── DOCUMENT PASSAGE

“We’re all students of Bethann Hardison,” says Tyson Beckford in Invisible Beauty, the 2023 memoir-in-film of the soon-to-be 83-year-old materfamilias of American fashion.
Beckford is of course known as the rare male model to have ascended to household name status. Hardison helped put him on the map—like she did with Veronica Webb, Kimora Lee Simmons, and a generation of faces that made their way onto runways, magazine pages, and TV screens—a few years after founding her modeling agency in 1984. The Bethann Management era followed two decades of history-making moments for the New York native, from being discovered by the streetwear savant Willi Smith when she was but a Garment District showroom assistant to walking in Stephen Burrows’s Battle of Versailles face-off in 1973. It also ushered in a whole new chapter of her life dedicated to holding the fashion industry accountable for maintaining the strides in racial diversity it had made, ever so incrementally.
The meaning of a model has changed drastically over the course of Hardison’s lifetime. She has witnessed the rise and fall of the supermodel, the advent of the casting director, and the revolving door of runway regionalism. A subset of models today are voicey, taking to platforms like Instagram and TikTok to livestream their influence with verité-ish confessionals, but few have a voice. Hardison’s Black Girls Coalition, founded in 1988 with Iman and brought back in 2014 as runway diversity waned, empowered dozens of models of color to not only speak out but stand behind each other, denouncing racism in ad campaigns as much as they rallied around homelessness in the industry.

────
── PROVIDED DATA

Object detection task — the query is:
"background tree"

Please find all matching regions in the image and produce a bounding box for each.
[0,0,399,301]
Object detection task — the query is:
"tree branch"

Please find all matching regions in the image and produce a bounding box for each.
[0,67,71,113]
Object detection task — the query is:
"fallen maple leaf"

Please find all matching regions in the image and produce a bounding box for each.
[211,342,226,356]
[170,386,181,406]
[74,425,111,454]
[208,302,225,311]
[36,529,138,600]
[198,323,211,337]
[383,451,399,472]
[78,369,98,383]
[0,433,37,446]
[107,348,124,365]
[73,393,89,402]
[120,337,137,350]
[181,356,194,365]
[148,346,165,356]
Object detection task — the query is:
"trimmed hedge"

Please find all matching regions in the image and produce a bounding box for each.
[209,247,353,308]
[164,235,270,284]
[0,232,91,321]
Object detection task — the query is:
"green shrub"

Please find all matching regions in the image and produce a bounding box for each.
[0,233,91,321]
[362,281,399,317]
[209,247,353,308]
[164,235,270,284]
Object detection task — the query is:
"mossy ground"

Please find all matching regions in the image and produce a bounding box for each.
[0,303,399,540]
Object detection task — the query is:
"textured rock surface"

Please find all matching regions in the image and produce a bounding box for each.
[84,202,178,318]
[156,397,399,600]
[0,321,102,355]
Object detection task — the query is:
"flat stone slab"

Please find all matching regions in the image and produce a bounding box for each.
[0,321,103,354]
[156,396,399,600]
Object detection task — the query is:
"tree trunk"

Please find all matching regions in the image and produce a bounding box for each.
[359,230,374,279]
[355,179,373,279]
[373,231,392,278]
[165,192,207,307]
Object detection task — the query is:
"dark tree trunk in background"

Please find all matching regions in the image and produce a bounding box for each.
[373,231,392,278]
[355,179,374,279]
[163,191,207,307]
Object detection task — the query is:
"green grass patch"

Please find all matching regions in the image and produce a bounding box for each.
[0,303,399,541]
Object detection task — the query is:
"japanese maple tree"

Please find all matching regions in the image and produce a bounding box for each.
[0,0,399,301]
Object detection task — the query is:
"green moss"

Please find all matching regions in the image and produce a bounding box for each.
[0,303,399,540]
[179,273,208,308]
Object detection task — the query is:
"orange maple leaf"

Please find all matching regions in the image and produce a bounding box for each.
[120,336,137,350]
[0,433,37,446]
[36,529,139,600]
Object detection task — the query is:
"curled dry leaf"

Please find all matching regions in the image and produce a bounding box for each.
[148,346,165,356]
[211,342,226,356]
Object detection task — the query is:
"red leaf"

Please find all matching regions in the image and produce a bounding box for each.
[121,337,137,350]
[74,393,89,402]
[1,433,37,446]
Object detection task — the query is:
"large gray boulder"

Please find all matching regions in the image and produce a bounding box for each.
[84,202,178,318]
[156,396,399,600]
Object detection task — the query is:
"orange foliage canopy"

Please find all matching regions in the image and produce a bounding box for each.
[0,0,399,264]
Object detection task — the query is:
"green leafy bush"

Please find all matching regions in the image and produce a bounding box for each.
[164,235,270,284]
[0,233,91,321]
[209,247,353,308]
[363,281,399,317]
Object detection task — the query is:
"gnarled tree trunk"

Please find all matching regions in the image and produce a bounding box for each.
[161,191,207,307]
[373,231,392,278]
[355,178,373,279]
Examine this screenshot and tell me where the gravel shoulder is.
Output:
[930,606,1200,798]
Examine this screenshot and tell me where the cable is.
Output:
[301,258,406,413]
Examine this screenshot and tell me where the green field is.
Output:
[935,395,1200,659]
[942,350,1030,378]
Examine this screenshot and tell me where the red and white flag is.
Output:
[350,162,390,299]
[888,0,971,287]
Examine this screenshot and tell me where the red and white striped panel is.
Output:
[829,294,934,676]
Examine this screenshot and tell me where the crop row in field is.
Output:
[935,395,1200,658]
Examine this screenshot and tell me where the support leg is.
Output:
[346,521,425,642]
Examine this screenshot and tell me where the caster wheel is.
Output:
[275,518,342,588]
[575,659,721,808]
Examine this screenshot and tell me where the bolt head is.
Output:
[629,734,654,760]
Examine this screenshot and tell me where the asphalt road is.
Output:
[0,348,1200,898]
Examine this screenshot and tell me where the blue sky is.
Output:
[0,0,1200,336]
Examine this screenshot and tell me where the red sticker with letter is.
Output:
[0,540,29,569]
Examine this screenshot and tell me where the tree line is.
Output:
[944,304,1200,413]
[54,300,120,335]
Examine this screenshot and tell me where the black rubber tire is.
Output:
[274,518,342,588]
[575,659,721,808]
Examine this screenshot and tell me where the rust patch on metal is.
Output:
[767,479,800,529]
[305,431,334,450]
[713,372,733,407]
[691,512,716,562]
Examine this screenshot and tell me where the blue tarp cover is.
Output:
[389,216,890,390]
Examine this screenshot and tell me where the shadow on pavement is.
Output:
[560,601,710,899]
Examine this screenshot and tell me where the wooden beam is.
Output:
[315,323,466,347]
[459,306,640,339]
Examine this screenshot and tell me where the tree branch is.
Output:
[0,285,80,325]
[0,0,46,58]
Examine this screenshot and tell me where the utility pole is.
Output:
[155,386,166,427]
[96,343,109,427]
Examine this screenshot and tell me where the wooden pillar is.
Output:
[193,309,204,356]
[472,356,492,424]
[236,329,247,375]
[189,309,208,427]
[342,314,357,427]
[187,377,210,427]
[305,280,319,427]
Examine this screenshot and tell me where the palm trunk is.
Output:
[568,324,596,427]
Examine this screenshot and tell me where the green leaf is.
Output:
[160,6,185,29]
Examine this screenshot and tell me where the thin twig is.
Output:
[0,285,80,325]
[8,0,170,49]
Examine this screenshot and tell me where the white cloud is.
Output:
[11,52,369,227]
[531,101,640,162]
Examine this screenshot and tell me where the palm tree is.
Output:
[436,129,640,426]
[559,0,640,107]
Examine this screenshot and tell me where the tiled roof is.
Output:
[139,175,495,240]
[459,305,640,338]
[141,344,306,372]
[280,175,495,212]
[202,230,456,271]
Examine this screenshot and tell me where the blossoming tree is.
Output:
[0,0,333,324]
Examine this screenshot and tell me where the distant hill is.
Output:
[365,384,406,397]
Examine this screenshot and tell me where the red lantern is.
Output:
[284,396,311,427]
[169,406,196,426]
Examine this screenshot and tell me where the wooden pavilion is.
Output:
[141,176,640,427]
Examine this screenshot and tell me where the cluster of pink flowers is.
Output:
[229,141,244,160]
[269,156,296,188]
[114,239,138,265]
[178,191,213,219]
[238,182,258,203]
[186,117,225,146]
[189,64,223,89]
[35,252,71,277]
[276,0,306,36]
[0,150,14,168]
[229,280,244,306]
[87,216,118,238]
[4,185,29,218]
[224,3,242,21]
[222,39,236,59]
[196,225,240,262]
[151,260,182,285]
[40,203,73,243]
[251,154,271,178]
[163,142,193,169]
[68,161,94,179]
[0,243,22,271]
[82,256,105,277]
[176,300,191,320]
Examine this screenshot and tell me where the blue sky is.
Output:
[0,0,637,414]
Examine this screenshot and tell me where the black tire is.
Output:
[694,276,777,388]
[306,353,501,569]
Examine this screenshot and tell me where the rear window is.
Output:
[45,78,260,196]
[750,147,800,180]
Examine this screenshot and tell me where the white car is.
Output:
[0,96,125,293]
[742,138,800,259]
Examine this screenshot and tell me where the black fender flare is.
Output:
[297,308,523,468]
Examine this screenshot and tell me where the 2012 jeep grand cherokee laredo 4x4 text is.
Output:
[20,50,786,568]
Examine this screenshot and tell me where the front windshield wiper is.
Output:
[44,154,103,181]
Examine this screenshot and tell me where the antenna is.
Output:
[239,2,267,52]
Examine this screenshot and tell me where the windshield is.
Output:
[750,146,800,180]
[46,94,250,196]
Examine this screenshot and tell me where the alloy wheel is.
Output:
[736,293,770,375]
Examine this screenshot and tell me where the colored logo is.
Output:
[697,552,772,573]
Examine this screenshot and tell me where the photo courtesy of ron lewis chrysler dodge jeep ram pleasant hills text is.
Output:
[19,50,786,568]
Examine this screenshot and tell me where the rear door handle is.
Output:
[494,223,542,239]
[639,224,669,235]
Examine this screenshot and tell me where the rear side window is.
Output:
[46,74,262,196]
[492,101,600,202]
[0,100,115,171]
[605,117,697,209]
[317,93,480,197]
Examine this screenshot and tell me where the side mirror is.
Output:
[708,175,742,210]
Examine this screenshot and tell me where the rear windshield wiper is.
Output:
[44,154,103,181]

────

▸ **WORK INSTRUCTIONS**
A. Quote the passage about Bethann Hardison between "Beckford is of" and "ever so incrementally.", inclusive.
B. Print only the rows between the lines holding "Examine this screenshot and tell me where the asphalt" and "[96,343,109,427]", inclusive.
The rows have no connection to the passage about Bethann Hardison.

▸ **ANSWERS TO THE TASKS**
A.
Beckford is of course known as the rare male model to have ascended to household name status. Hardison helped put him on the map—like she did with Veronica Webb, Kimora Lee Simmons, and a generation of faces that made their way onto runways, magazine pages, and TV screens—a few years after founding her modeling agency in 1984. The Bethann Management era followed two decades of history-making moments for the New York native, from being discovered by the streetwear savant Willi Smith when she was but a Garment District showroom assistant to walking in Stephen Burrows’s Battle of Versailles face-off in 1973. It also ushered in a whole new chapter of her life dedicated to holding the fashion industry accountable for maintaining the strides in racial diversity it had made, ever so incrementally.

B.
Examine this screenshot and tell me where the asphalt road is.
Output:
[0,348,1200,898]
Examine this screenshot and tell me where the blue sky is.
Output:
[0,0,1200,336]
Examine this screenshot and tell me where the red sticker with letter is.
Output:
[0,540,29,569]
Examine this screenshot and tell me where the tree line is.
Output:
[944,304,1200,413]
[54,300,120,335]
Examine this screenshot and tell me where the black rubber tire is.
Output:
[274,518,342,588]
[575,659,721,808]
Examine this screenshot and tell me where the rust patch on metal is.
Output:
[767,479,800,529]
[305,431,334,450]
[713,372,733,407]
[691,512,716,562]
Examine this screenshot and tell me where the blue tarp cover is.
Output:
[389,216,890,390]
Examine this screenshot and tell me where the shadow on pavement is.
Output:
[560,601,710,899]
Examine this screenshot and tell me where the wooden beam is.
Output:
[315,323,466,347]
[459,306,640,339]
Examine this screenshot and tell me where the tree branch is.
Output:
[0,285,80,325]
[0,0,46,58]
Examine this screenshot and tell me where the utility pole is.
Output:
[155,386,166,427]
[96,343,109,427]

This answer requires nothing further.